▶ _Aufgabenbeschreibung_:
Beantworte anhand des folgenden Textes über Klänge und ihre Quellen diese Fragen:
1. Welche drei Fälle nennt der Text für das Sehen eines tönenden Dinges, bevor der Klang gehört wird?
2. Welche drei Laute kennen wir laut Text, abgesehen vom Sprechen von Menschen?
3. Was bezeichnet der Text im letzten Satz als das Natürliche?

++++ Seitenauszug

Und nun tritt wieder ein Doppeltes ein: das eine Mal sehe ich den Hammer, der die Glocke anschlägt, den Menschen, der den Mund öffnet, den Geiger, der den Bogen ansetzt und höre darauf den Klang, die Stimme, den Ton; die Anschauung des tönenden Dinges geht voran und das Tönen wird sofort als von ihm ausgehend, als seine Tätigkeit erkannt. Das andere Mal habe ich zunächst nur die Gehörempfindung, die von einer nicht gesehenen Quelle herkommt und nun bin ich aufgefordert, nach früheren Assoziationen das tönende Ding hinzuzudenken. Für eine große Reihe von Lauten ist diese Verknüpfung vollkommen fest und unzweideutig; wenn wir sprechen hören, wissen wir nicht nur, daß die Laute von Menschen kommen, sondern oft auch, von welchem Einzelnen; wir kennen das Bellen des Hundes, das Wiehern des Pferdes, das Rasseln der Wagen auf dem Pflaster; vermöge dieser festen Assoziationen denken wir sofort zum Laut das unbestimmte Bild des ihn erzeugenden Dings hinzu und zum Wort, das den Laut benennt, tritt das Subjektswort, das seinen Erzeuger bezeichnet - ein Hund bellt usw. -; das Natürliche wäre auch jetzt die Voranstellung des Verbums: es bellt ein Hund.

++++++++
++++ Datenteil

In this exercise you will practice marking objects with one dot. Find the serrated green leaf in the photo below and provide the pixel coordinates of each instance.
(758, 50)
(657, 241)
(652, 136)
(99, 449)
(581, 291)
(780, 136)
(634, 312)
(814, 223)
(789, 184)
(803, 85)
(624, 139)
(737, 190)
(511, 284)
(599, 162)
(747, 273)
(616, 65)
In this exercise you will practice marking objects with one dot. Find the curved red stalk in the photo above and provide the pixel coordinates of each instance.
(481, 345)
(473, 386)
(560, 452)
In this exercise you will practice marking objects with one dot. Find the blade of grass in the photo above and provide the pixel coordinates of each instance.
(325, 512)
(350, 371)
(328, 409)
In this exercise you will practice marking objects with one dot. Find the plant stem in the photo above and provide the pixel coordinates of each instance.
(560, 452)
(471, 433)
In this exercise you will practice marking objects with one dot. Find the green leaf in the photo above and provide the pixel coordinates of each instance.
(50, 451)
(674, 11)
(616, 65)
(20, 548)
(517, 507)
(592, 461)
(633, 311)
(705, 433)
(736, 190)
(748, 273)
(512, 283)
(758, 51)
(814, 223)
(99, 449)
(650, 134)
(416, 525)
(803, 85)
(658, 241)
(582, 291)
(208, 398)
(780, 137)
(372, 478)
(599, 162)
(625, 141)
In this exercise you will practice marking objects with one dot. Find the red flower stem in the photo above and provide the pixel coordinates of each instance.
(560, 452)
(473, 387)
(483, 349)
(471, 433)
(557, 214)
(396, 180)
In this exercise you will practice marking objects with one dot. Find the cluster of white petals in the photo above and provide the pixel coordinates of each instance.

++++++++

▶ _Vollständige Antwort_:
1. Der Text nennt den Hammer, der die Glocke anschlägt, den Menschen, der den Mund öffnet, und den Geiger, der den Bogen ansetzt.
2. Wir kennen das Bellen des Hundes, das Wiehern des Pferdes und das Rasseln der Wagen auf dem Pflaster.
3. Als das Natürliche bezeichnet der Text die Voranstellung des Verbums, wie in „es bellt ein Hund“.